- [Passage to read]:
In the case of the child who died after their head became lodged between bed rails, the MHRA warned NHS trusts: ‘A risk assessment should always be carried out on the suitability of the bed rail for the individual child or adult, as gaps will need to be reduced. All gaps between bars should be a maximum of 60mm.’
Janet Allen’s problems began when she fell ill over Christmas in 2022. ‘Mum had developed flu and it turned into a chest infection which gradually made her sicker,’ says Jackie.
On a GP’s advice, Janet was taken to Kingston Hospital by ambulance over the festive period, treated with antibiotics and discharged a few days later.
But her symptoms soon worsened and it became clear the infection had not completely gone; she was readmitted to hospital.
‘This time it was so busy there wasn’t a bed available — she was kept on a trolley for two days,’ says Jackie.
‘She was put in a bay where the staff could supposedly keep an eye on her as she was at a high risk of falling and injuring herself if she got out of bed.
‘But it later emerged they didn’t do that, and she was left alone much of the time. She became increasingly confused and tried to climb out of bed to find my dad, Eddie, who she’d forgotten had died two years earlier.’
As Janet attempted to climb over the rail, she fell — shattering her right hip.
She underwent an emergency hip replacement two days later, and after three weeks in hospital, she was discharged to a local rehab centre to try to regain movement and strength.
But, weakened and unsteady, Janet suffered another serious fall a few weeks later, breaking her other hip, requiring a second joint replacement.
Suddenly her life of independent living was over and she has since been in a care home.
Kingston Hospital NHS Foundation Trust later issued an apology to Janet’s family and ‘fully acknowledged the areas where our care fell short of what is expected’, admitting staff had failed to carry out a proper falls-risk assessment on Janet or monitor her properly.
It blamed staff shortages, a heavier than normal workload and a Covid outbreak which had stretched its resources — but said it had introduced measures to reduce the danger of other patients suffering a similar fate.
These included kitting all at-risk patients out with yellow socks as a simple way for staff to identify them.

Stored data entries

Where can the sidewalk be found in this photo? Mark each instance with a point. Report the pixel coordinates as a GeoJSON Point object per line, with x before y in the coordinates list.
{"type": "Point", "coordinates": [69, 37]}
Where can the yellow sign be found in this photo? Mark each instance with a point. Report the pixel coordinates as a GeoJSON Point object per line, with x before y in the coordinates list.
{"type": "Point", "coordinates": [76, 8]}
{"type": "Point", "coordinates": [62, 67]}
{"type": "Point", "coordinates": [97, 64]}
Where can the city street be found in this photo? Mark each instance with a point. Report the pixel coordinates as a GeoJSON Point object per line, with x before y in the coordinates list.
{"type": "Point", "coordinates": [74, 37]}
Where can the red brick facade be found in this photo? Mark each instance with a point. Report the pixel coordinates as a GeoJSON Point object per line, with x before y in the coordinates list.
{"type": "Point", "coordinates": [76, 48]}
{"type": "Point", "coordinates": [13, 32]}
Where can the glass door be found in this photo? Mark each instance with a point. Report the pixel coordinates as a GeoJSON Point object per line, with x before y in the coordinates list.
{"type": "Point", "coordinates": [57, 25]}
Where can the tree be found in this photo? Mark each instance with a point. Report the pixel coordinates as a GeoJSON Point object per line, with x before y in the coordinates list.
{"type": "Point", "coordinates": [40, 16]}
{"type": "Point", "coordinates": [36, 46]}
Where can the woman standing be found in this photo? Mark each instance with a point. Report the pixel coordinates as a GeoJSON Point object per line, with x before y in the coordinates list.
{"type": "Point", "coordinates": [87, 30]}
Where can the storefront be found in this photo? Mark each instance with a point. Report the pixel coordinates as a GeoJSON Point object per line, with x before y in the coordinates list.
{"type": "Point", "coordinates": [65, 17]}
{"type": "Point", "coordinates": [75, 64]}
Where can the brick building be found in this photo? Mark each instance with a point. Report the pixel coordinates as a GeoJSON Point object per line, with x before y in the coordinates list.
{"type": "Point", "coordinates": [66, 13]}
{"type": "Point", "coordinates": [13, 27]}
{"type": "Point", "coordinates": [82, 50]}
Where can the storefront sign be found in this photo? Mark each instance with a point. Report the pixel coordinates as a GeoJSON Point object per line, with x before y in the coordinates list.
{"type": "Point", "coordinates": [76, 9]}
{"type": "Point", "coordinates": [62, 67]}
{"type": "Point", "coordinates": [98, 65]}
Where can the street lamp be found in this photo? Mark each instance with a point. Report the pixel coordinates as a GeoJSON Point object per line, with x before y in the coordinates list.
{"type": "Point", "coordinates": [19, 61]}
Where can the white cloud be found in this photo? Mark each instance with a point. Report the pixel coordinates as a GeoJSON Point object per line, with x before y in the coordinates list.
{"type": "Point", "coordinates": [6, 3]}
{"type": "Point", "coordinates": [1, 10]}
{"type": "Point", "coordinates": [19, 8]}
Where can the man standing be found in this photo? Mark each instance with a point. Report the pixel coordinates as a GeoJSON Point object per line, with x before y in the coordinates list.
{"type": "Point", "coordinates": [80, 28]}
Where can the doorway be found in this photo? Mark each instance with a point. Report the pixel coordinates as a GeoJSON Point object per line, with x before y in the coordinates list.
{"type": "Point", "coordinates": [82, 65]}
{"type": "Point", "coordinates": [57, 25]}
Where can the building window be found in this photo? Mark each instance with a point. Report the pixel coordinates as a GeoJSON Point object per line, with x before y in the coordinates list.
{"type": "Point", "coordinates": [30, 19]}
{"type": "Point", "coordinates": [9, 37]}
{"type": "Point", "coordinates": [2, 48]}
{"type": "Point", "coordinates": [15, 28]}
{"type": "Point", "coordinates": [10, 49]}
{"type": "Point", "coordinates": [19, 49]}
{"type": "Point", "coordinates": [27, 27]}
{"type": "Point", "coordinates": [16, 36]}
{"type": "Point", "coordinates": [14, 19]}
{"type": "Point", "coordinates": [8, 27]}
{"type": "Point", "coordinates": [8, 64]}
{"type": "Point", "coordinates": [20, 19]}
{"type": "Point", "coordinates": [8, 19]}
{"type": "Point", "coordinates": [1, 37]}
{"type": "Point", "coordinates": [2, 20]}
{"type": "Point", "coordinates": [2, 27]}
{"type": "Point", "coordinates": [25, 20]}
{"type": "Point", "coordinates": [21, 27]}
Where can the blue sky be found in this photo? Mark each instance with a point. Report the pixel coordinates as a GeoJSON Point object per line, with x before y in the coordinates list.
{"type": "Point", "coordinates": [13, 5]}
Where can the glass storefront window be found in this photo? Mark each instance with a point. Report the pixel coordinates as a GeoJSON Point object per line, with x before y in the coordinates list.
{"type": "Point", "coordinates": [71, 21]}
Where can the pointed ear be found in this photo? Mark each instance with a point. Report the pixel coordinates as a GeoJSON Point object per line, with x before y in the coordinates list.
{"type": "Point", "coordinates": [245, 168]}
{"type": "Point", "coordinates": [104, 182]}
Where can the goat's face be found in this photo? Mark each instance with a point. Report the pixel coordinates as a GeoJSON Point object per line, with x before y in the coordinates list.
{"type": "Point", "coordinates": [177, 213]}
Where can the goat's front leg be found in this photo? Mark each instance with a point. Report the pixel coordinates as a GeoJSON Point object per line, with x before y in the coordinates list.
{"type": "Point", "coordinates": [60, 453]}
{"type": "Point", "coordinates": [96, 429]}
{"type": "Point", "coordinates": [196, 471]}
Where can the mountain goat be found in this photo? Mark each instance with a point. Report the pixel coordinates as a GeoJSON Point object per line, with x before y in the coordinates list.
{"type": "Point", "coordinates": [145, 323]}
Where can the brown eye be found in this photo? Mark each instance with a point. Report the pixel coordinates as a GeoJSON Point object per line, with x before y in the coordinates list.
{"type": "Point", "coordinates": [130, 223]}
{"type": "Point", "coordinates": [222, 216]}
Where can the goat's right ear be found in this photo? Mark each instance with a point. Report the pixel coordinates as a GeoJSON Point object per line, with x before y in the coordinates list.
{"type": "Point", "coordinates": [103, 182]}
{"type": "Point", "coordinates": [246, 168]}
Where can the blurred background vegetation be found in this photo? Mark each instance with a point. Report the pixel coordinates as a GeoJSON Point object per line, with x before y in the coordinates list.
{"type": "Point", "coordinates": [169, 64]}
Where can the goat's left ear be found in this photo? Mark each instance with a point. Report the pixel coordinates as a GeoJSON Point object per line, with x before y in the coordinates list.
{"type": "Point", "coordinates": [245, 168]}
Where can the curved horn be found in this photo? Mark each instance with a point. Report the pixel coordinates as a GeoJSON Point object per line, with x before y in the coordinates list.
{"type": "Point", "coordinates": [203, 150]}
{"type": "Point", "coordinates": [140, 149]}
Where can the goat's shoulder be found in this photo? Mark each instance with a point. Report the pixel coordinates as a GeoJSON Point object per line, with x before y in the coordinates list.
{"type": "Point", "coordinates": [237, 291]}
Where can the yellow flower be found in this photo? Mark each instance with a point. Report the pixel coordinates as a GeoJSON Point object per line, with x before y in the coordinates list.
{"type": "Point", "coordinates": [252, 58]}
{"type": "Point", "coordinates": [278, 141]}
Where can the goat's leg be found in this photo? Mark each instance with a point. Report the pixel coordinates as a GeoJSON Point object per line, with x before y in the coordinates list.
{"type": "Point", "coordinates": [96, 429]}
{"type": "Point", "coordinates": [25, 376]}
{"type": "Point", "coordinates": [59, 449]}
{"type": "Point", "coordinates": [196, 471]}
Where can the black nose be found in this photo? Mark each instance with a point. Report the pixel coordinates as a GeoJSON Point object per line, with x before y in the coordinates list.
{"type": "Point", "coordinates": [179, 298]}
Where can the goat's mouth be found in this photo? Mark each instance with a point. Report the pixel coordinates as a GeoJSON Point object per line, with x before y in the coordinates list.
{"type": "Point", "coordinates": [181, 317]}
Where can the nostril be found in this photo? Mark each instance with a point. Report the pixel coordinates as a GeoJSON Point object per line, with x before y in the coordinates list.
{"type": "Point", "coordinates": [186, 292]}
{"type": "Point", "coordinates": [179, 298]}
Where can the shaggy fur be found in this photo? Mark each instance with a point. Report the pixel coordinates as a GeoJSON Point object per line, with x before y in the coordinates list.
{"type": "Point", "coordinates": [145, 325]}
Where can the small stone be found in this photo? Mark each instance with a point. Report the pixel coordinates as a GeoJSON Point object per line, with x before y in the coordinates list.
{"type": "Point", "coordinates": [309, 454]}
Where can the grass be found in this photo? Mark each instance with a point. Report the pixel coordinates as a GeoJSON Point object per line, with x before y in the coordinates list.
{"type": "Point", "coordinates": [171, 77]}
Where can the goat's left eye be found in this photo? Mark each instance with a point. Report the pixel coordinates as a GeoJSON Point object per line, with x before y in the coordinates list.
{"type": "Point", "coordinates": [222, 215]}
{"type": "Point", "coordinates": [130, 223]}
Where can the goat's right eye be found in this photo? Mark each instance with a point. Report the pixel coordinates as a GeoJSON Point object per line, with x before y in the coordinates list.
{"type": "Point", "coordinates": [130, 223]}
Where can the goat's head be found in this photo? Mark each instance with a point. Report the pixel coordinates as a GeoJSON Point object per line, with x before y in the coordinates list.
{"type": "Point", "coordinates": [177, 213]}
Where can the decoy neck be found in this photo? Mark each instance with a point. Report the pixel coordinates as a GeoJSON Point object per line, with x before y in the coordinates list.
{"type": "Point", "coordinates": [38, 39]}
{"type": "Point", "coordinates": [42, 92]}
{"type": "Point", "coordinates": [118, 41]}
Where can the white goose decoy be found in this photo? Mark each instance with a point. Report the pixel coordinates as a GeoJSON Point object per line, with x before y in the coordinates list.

- [Apply what you read]:
1. Check each statement against the account of Janet Allen's hospital falls. Answer yes or no, and quote the words from the account that settle it: (a) Janet was kept on a trolley for two days. (b) Janet's first fall broke her left hip. (c) The trust blamed a flu outbreak for stretching its resources.
2. Please update the account of Janet Allen's hospital falls, giving everything from "Suddenly her life" down to "a similar fate." with "care home" changed to "nursing home".
The records have nothing to do with the account of Janet Allen's hospital falls.

- [Exercise results]:
1.
(a) Yes: "she was kept on a trolley for two days"
(b) No: "shattering her right hip"
(c) No: "a Covid outbreak which had stretched its resources"

2.
Suddenly her life of independent living was over and she has since been in a nursing home.
Kingston Hospital NHS Foundation Trust later issued an apology to Janet’s family and ‘fully acknowledged the areas where our care fell short of what is expected’, admitting staff had failed to carry out a proper falls-risk assessment on Janet or monitor her properly.
It blamed staff shortages, a heavier than normal workload and a Covid outbreak which had stretched its resources — but said it had introduced measures to reduce the danger of other patients suffering a similar fate.